**JOB 1:**
Identify every line of the listing that contains the string "reflection", and copy each of those lines. Case counts.

**PAGE:**
┄┄┄┄┄┄┄┄┄┄┄┄┄┄┄┄┄┄┄┄

EXPOSURE AS A CONDITION FOR INTIMACY
Claire Vionnet
A touch to relate to
Perched on my mother’s back as she danced with other women in a village in Cameroon[1], dance has always been present in my life. It was only at the age of 17 that I formally attended my first modern jazz class, and at 24, my first contemporary dance class. I was so intrigued by the dance form that it became my area of study, even within my chosen discipline of anthropology. To this day, these first impressions of encounters with contemporary dance and contact improvisation still remain vividly inscribed in my memories.
For instance, I remember my first contact improvisation jam ten years ago at the Judson Church in New York City. Driven by a mobile energy, I arrived at the dance space with great expectations. However, instead of dancing, I remained at the edge, observing the unstable mass of dancers moving intensely in a chaotic hodgepodge— more than twenty bodies entangled with one another. From time to time, an arm, a leg or a head would soar above the mass. Whom did these bodily fragments belong to? Actually, I really felt like dancing. But I didn’t dare to join the moving mass. How should I approach another mover? And could I merge myself with so many strangers at the same time?
"CONTACT IMPROVISATION is a movement form, improvisational by nature, involving two bodies in contact. Impulses, weight, and momentum are communicated through a point of physical contact that continually rolls across and around the bodies of the dancers (…) fluid and eccentrically weighted, the dancing bodies swing, bounce, roll, and fly through and with a common center" (Siddall 54)[2].
Contact improvisation emerged in the 1970s in the US[3]. If I draw on the above definition suggested by dancer Curt Siddall in 1975, dancers find their harmony in a moving point of connection. Therefore, I just needed to look for a common centre with my partner. How could our bodies find points of physical connection while constantly moving?
Two weeks later, in Montreal, I shared a dance with an older man. When we started rolling on the floor, I remember being cautious about the way my body was embracing him— which spots could I touch respectfully with my head, my forearm or my knee? I was careful not to touch his genitals. I can still remember his smell, and the dark hair on his forearm. But I forgot his name and don’t remember the colour of his eyes or his face. I was awed, being physically so close to someone from another sex and another generation. He could have been my father. When do we, in ordinary life, experience such a bodily closeness with strangers? Today, this proximity doesn’t challenge me anymore. It has become a pleasure to share physical closeness with strangers in the time of a duet, no matter which gender, age, morphology or culture (although I note repulsive and attractive mechanisms that make us dance more or less with some people).

┄┄┄┄┄┄┄┄┄┄┄┄┄┄┄┄┄┄┄┄

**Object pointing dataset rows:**
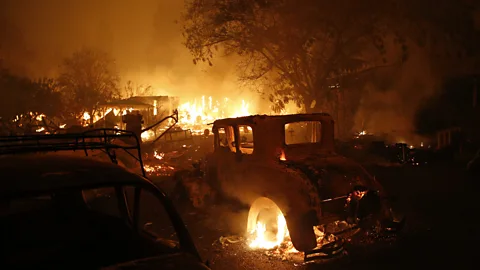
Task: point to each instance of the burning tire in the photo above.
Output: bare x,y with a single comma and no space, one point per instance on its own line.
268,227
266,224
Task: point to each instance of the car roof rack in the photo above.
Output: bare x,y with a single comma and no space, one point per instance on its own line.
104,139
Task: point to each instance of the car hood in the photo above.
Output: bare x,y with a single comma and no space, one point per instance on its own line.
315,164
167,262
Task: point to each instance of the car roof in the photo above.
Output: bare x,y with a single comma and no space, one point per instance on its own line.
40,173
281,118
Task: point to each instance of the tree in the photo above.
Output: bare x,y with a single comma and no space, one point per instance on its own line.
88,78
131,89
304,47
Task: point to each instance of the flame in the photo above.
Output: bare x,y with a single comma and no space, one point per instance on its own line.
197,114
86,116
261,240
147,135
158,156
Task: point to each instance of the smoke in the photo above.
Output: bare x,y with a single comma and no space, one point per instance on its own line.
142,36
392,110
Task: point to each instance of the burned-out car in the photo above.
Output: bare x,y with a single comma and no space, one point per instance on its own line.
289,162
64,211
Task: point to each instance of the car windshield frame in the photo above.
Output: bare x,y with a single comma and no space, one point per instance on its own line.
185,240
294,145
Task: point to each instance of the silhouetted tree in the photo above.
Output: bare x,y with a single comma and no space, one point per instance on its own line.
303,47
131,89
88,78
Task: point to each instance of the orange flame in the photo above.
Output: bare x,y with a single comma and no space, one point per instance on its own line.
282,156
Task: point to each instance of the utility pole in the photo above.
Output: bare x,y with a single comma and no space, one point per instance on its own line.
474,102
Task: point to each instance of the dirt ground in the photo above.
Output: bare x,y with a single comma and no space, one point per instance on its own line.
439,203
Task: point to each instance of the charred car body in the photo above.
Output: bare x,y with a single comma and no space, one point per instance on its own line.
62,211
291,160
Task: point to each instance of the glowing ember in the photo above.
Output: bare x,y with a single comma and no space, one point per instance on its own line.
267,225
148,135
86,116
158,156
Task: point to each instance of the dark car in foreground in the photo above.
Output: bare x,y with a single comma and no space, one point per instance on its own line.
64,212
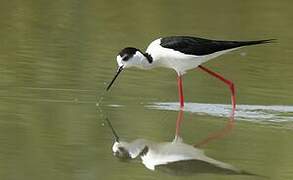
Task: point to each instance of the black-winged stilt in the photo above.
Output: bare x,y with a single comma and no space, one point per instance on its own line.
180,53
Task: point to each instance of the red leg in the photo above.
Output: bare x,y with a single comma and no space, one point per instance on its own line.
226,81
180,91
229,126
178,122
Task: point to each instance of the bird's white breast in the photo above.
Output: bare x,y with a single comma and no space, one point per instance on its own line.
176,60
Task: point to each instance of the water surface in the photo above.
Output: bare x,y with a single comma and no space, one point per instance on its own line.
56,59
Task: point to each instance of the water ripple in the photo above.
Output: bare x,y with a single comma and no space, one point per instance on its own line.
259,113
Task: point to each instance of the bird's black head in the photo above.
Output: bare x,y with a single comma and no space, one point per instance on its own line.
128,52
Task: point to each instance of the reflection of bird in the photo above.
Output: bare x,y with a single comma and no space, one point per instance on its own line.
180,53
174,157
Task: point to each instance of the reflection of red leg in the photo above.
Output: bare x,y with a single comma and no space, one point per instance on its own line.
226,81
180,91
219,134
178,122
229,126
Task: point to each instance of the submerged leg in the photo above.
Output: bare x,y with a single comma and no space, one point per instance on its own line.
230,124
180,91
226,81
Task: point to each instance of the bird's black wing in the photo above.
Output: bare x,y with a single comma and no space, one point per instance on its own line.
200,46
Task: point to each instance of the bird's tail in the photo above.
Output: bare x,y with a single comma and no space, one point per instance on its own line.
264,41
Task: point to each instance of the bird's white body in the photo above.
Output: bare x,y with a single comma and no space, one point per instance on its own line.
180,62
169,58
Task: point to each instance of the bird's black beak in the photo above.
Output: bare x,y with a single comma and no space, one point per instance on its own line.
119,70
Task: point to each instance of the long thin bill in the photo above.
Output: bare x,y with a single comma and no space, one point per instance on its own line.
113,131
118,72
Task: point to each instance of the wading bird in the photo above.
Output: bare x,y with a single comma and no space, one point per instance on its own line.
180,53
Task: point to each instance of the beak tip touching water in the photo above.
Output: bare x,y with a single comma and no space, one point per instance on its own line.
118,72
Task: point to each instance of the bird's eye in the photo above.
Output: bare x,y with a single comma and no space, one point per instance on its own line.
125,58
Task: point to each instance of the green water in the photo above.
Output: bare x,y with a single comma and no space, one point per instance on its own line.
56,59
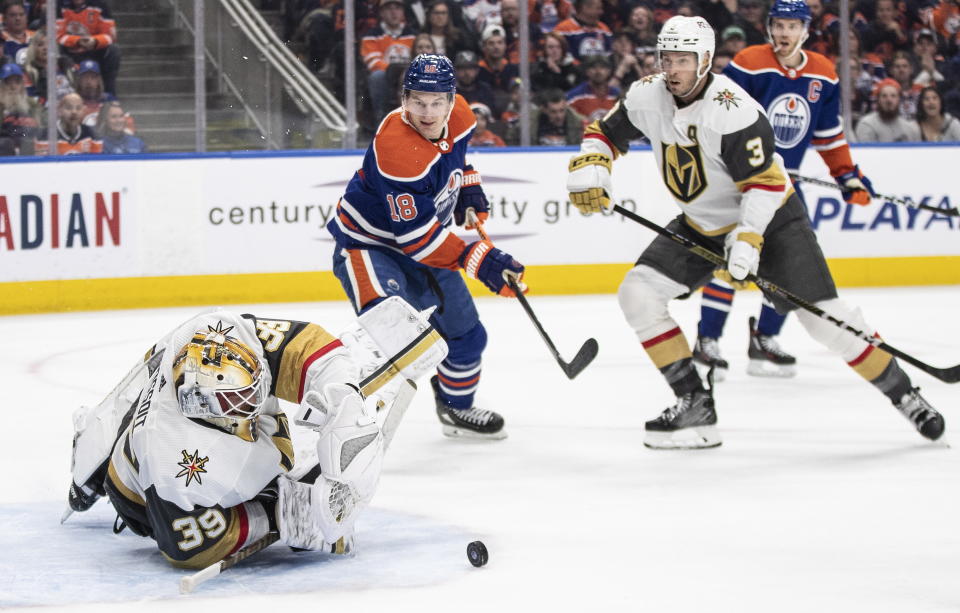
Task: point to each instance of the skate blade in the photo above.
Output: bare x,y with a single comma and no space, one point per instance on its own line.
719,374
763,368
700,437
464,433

┄┄┄┄┄┄┄┄┄┄┄┄┄┄┄┄┄┄┄┄

**JOB 2:**
For each statement, say whether it agrees with the essay on contact improvisation, answering yes or no and quoting the essay's deciding words: (a) The author's first contemporary dance class came at age 24. (b) The author's first contact improvisation jam took place in Montreal. (c) The author remembers the name of the older man from the Montreal dance.

**WORKED SOLUTION 1:**
Task: point to each instance of the reflection of bird in the photo above.
Task: point to each instance of the reflection of red leg in the photo above.

**WORKED SOLUTION 2:**
(a) Yes: "at 24, my first contemporary dance class."
(b) No: "my first contact improvisation jam ten years ago at the Judson Church in New York City."
(c) No: "But I forgot his name"